WHAT NEEDS TO BE DONE -> An exact transcription of all the entries below is required.

--------------------------------------------------

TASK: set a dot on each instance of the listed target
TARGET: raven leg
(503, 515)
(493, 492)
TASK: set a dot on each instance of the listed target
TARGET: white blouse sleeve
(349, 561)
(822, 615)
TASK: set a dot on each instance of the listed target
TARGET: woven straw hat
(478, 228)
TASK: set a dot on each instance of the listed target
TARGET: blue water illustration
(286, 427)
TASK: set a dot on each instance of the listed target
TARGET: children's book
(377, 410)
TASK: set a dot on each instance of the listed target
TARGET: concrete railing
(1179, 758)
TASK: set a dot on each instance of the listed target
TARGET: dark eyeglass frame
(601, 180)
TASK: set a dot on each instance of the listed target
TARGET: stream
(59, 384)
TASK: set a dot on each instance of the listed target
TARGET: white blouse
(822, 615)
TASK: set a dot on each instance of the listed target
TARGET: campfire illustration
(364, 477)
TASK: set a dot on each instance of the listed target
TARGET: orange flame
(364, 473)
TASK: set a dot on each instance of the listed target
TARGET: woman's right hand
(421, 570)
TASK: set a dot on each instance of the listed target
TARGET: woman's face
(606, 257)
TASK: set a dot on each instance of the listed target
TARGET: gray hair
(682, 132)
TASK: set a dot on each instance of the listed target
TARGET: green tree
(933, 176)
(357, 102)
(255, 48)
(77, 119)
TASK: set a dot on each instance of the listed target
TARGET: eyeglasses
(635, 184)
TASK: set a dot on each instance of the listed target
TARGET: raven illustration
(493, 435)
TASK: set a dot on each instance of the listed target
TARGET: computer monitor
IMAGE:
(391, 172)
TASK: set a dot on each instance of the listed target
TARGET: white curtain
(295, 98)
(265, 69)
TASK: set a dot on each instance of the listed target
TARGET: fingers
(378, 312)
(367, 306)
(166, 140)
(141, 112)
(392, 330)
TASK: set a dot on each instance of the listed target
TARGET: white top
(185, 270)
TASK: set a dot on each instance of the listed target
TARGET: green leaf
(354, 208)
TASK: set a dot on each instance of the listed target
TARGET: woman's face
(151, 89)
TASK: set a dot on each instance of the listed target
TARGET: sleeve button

--------------------------------------------------

YOUR SOLUTION ->
TASK: set a dot on each instance of the listed target
TARGET: raven leg
(503, 515)
(493, 492)
TASK: set a dot on each instance of the listed target
TARGET: white blouse sleeve
(349, 561)
(822, 615)
TASK: set a dot on each instance of the listed target
TARGET: woven straw hat
(478, 228)
TASK: set a dot on each instance of the listed target
TARGET: blue water illustration
(286, 427)
TASK: set a dot on each instance of the listed target
TARGET: children's book
(377, 410)
TASK: set a dot on each instance of the listed target
TARGET: concrete railing
(1179, 758)
TASK: set a dot on each instance of the listed target
TARGET: dark eyeglass frame
(601, 180)
TASK: set a dot on each instance of the listed target
TARGET: stream
(59, 384)
TASK: set a dot on each instance of the listed target
TARGET: white blouse
(822, 615)
TASK: set a dot on each instance of the listed target
TARGET: campfire illustration
(364, 477)
TASK: set a dot on each instance of the listed target
TARGET: orange flame
(364, 473)
TASK: set a dot on each instance of the listed target
TARGET: woman's right hand
(421, 570)
TASK: set a dot on each instance of the listed target
TARGET: woman's face
(606, 257)
TASK: set a dot on each instance of the listed target
TARGET: gray hair
(682, 132)
TASK: set a dot on each instance of the listed target
TARGET: green tree
(933, 176)
(357, 102)
(255, 48)
(77, 119)
TASK: set a dot on each instance of the listed target
TARGET: eyeglasses
(635, 184)
TASK: set a dot on each instance of the listed target
TARGET: raven illustration
(493, 435)
TASK: set a dot on each instance of the listed target
TARGET: computer monitor
IMAGE:
(391, 172)
TASK: set a dot on each instance of the listed target
TARGET: white curtain
(295, 98)
(265, 69)
TASK: set a dot on each instance of the listed target
TARGET: fingers
(378, 312)
(367, 306)
(166, 140)
(141, 112)
(392, 330)
TASK: set a dot on each instance of the listed target
TARGET: white top
(185, 270)
TASK: set a dot on each instance of the listed target
TARGET: green leaf
(354, 208)
TASK: set a dot on each instance of the listed target
TARGET: woman's face
(151, 89)
TASK: set a dot on each instance of the listed target
TARGET: sleeve button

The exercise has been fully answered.